*TEXTO FORNECIDO*.
____________

A Advocacia Geral da União (AGU) pediu nesta quarta-feira (14) que o Supremo Tribunal Federal (STF) inclua a garantia da liberdade de expressão na decisão do STF de junho do ano passado que equipara a homofobia ao racismo. Por meio de um embargo de declaração – que permite apontar uma omissão no texto –, a AGU quer que o acórdão desse julgamento, que foi publicado no último dia 6, apresente ressalva não só sobre a liberdade religiosa, como já se definiu, mas também sobre a liberdade de expressão em geral.

“Assim como a reflexão relativa a hábitos da sexualidade predominante deve ser garantida, também é necessário assegurar liberdade para a consideração de morais sexuais alternativas, sem receio de que tais manifestações sejam entendidas como incitação à discriminação”, afirmou a AGU no embargo.

O Supremo havia apresentado no acórdão da ADO (Ação Direta de Inconstitucionalidade por Omissão) 26 a ressalva de que a repressão à homofobia não deverá restringir “o direito de pregar e de divulgar livremente” ideias relacionadas ao homossexualismo entre religiosos, quando essas manifestações não configurarem “discurso de ódio”. Não se falou, no entanto, em liberdade de expressão, o que preocupou alguns juristas, já que a livre exposição de ideias sobre o homossexualismo em âmbitos como o jornalismo e o setor acadêmico poderia ficar ameaçada.

No ano passado, o então advogado-geral da União, André Mendonça, tinha preparado uma minuta com um embargo de declaração para o caso de o acórdão ser publicado, com o apoio de juristas cristãos. No entanto, a chegada do novo AGU, José Levi Mello, em abril de 2020, tornou mais incerta a perspectiva sobre o embargo.

Além da AGU, a Frente Parlamentar Mista da Família e Apoio à Vida também pediu via embargo que a liberdade de expressão seja incluída no acórdão. Como essa frente parlamentar foi amicus curiae no julgamento, há chances de que o embargo apresentado por ela não seja levado em conta.

No texto atual do acórdão, o STF enquadra a homofobia e a transfobia nos tipos penais definidos pela lei nº 7.716/89, a lei antirracismo. A decisão vale até que o Congresso proponha uma legislação autônoma para a homofobia e a transfobia.

____________

*TAREFAS SOLICITADAS*.
1 > Transcreva do texto fornecido o trecho que começa em "Além da AGU, a" e segue até "levado em conta.".
2 > Indique se cada afirmação abaixo está de acordo com o texto fornecido, respondendo sim ou não e citando literalmente as palavras do texto que decidem a questão.
(a) A AGU fez seu pedido ao STF em uma quarta-feira.
(b) O acórdão do julgamento foi publicado em junho do ano passado.
(c) José Levi Mello chegou à AGU em abril de 2020.
3 > Responda às perguntas a seguir com base no texto fornecido:
(a) Em qual lei o STF enquadra a homofobia e a transfobia?
(b) Quem havia preparado, no ano passado, uma minuta com um embargo de declaração?
(c) Em que condição a Frente Parlamentar Mista da Família e Apoio à Vida participou do julgamento?

____________

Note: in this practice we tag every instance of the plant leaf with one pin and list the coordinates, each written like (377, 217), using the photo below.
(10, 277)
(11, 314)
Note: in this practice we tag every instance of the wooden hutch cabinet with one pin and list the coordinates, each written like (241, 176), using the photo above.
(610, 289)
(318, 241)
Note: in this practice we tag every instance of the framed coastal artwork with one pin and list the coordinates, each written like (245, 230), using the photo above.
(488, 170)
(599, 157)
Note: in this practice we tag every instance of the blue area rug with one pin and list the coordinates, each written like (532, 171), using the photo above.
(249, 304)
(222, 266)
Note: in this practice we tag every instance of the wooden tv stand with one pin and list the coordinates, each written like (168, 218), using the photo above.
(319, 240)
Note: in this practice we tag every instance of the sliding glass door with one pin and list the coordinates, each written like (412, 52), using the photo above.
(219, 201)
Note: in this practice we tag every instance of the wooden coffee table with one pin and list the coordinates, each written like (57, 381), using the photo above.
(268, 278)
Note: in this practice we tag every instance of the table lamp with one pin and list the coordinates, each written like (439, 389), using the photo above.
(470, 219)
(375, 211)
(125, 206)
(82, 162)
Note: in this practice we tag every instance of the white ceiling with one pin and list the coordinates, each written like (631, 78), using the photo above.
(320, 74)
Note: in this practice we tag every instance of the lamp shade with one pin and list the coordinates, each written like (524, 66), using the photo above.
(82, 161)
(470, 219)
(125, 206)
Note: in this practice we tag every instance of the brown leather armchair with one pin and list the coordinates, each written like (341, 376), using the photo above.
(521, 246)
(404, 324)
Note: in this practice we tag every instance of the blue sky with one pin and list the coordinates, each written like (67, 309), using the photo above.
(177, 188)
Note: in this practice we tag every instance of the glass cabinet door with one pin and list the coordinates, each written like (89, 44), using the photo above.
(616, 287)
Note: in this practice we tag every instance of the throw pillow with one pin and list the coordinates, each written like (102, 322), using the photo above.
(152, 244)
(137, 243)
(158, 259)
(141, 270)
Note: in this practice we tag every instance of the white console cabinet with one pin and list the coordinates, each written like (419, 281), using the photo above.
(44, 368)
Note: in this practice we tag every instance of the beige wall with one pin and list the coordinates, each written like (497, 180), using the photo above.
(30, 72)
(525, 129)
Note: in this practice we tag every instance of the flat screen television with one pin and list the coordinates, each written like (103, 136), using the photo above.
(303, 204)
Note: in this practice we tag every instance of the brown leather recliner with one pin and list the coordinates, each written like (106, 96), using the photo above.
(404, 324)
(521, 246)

____________

*RESULTADOS*.
1 >
Além da AGU, a Frente Parlamentar Mista da Família e Apoio à Vida também pediu via embargo que a liberdade de expressão seja incluída no acórdão. Como essa frente parlamentar foi amicus curiae no julgamento, há chances de que o embargo apresentado por ela não seja levado em conta.

2 >
(a) Sim: "A Advocacia Geral da União (AGU) pediu nesta quarta-feira (14)".
(b) Não: "o acórdão desse julgamento, que foi publicado no último dia 6".
(c) Sim: "a chegada do novo AGU, José Levi Mello, em abril de 2020".

3 >
(a) Na lei nº 7.716/89, a lei antirracismo.
(b) André Mendonça, então advogado-geral da União.
(c) Como amicus curiae.